(Saved entries)

BEGIN

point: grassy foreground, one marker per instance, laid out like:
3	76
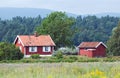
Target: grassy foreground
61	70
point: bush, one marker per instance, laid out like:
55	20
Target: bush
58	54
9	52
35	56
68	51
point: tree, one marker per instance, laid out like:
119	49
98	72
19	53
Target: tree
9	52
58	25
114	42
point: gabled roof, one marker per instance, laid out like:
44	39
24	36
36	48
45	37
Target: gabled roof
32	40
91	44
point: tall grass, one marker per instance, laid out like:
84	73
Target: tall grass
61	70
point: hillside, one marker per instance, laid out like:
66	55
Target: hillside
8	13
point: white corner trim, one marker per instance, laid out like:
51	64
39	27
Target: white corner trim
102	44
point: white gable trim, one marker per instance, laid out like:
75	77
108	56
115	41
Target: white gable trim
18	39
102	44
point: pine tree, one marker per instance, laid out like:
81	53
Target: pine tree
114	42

END
BEGIN

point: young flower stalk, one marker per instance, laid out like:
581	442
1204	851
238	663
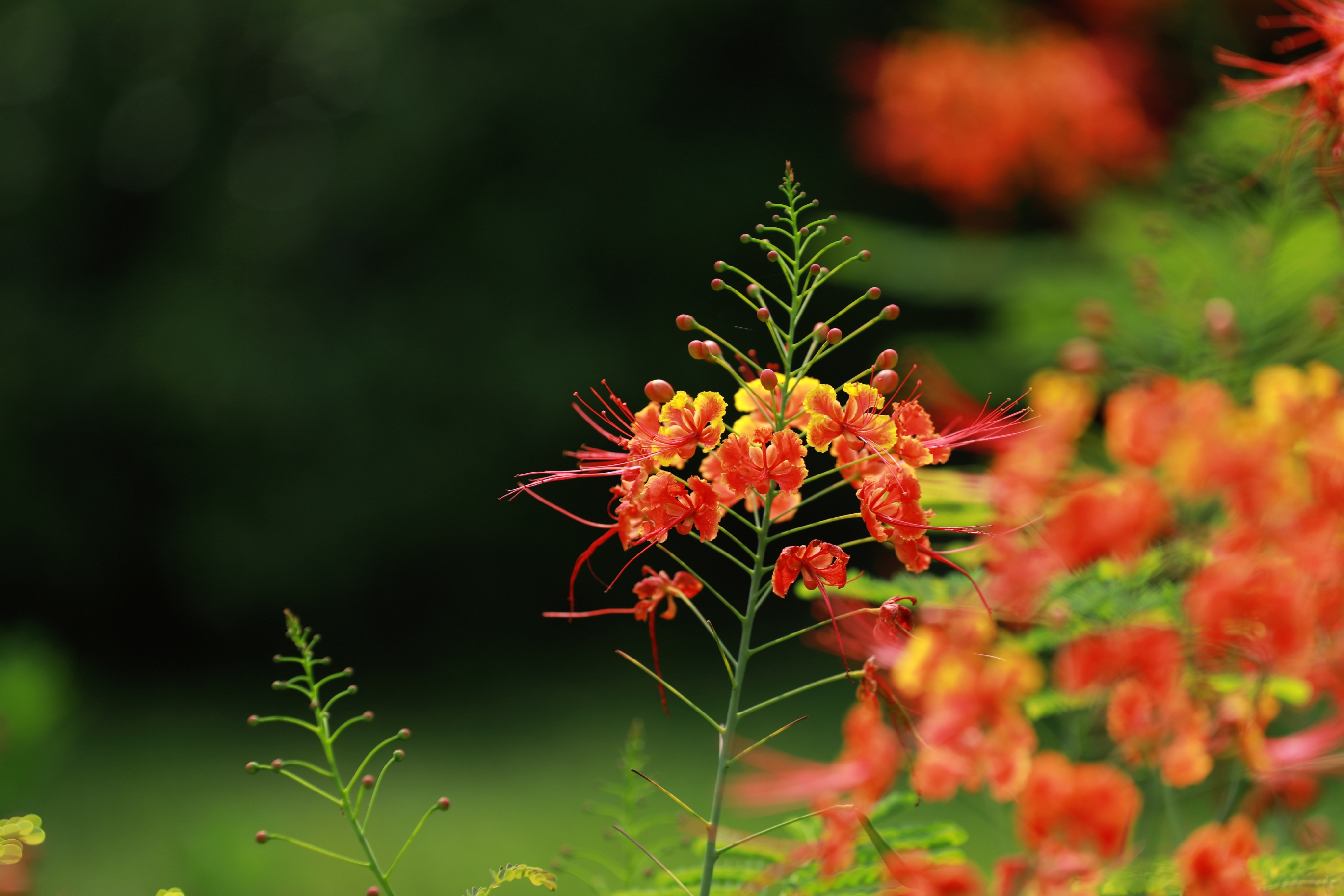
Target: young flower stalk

END

__TASK PROMPT__
Report every line in the data that holds "young", copying each one.

__ANSWER SECTION__
point: young flower stalk, one marker per instance, laid out like:
Target: young flower stalk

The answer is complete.